• [WHAT TO PRODUCE]:
Please copy everything from "The Mets entered" down to "sometime this year." in the passage on Johan Santana's recovery, replacing "surgery" with "operation".

• [SOURCE TEXT]:
(Photo by Sarah Glenn/Getty Images)
The Mets entered 2011 fully aware of Johan Santana's shoulder surgery that followed the end of his 2010 season. It was the same surgery that kept Chien-Ming Wang off the mound for nearly two years, but the team was hopeful that Santana could return sometime this year.
Although Santana's strikeout rate dropped significantly since coming to the Mets from the Twins, he had thrown 600.0 innings over 88 starts and produced a 2.85 ERA with a 3.02 strikeout-to-walk ratio. If there was any hope for the team to compete in 2011, it was dependent upon an expeditious return by Santana.
In the middle of January, the news was that Santana would begin a throwing program by spring training, an indication that he would by no means be ready for Opening Day but stood a chance to pitch for the Mets during the season. In March, however, there were some rumblings of a setback in Santana's recovery, and they ultimately turned out to be true. Amidst the uncertainty, Terry Collins dubbed Mike Pelfrey the Opening Day starter, a nice gesture that resulted in a whole bunch of sports writers and Mets fans getting upset when Pelfrey, unsurprisingly, did not pitch like an ace.
As for Santana, the news on his recovery was a series of ups and downs. On May 4, it was reported that Santana was feeling great, as he told the media:
"Obviously, I am not in the position where I can compete right now, but I'm right where I should be. As the medical staff has said, I'm way ahead of everything."

• [DATA SHOWN]:
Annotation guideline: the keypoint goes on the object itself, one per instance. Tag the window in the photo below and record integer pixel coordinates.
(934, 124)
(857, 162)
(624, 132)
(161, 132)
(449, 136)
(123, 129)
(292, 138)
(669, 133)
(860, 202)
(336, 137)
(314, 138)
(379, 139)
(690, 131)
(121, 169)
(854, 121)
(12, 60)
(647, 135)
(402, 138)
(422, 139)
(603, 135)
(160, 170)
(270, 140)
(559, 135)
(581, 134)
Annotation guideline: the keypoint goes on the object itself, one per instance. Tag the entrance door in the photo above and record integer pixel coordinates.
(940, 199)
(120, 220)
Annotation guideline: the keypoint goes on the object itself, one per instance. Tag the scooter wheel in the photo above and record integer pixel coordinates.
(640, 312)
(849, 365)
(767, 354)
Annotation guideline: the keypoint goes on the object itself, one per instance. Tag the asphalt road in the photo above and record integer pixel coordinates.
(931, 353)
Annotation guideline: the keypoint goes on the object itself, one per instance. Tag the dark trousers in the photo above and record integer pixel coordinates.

* * *

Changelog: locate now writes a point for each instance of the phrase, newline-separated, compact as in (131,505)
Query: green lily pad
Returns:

---

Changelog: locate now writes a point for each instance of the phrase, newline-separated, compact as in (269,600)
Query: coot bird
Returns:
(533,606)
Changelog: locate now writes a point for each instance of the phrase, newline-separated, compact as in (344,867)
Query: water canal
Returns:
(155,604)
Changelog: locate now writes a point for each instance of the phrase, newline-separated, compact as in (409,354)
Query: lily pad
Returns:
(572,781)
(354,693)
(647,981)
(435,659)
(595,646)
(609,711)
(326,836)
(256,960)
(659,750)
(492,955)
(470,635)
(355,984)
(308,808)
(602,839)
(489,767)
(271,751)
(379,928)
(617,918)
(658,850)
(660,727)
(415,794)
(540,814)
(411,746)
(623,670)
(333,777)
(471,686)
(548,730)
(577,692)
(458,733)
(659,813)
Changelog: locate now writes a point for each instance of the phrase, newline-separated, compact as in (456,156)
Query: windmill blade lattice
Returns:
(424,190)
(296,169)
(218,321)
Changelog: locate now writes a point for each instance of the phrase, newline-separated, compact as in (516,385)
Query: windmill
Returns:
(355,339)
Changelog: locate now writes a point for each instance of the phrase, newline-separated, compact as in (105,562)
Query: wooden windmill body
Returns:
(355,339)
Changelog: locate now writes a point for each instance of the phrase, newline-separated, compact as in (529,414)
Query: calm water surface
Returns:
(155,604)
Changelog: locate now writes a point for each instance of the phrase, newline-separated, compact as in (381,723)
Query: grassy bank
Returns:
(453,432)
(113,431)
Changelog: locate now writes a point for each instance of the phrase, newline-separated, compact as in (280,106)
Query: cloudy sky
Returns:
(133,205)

• [EXERCISE OUTPUT]:
The Mets entered 2011 fully aware of Johan Santana's shoulder operation that followed the end of his 2010 season. It was the same operation that kept Chien-Ming Wang off the mound for nearly two years, but the team was hopeful that Santana could return sometime this year.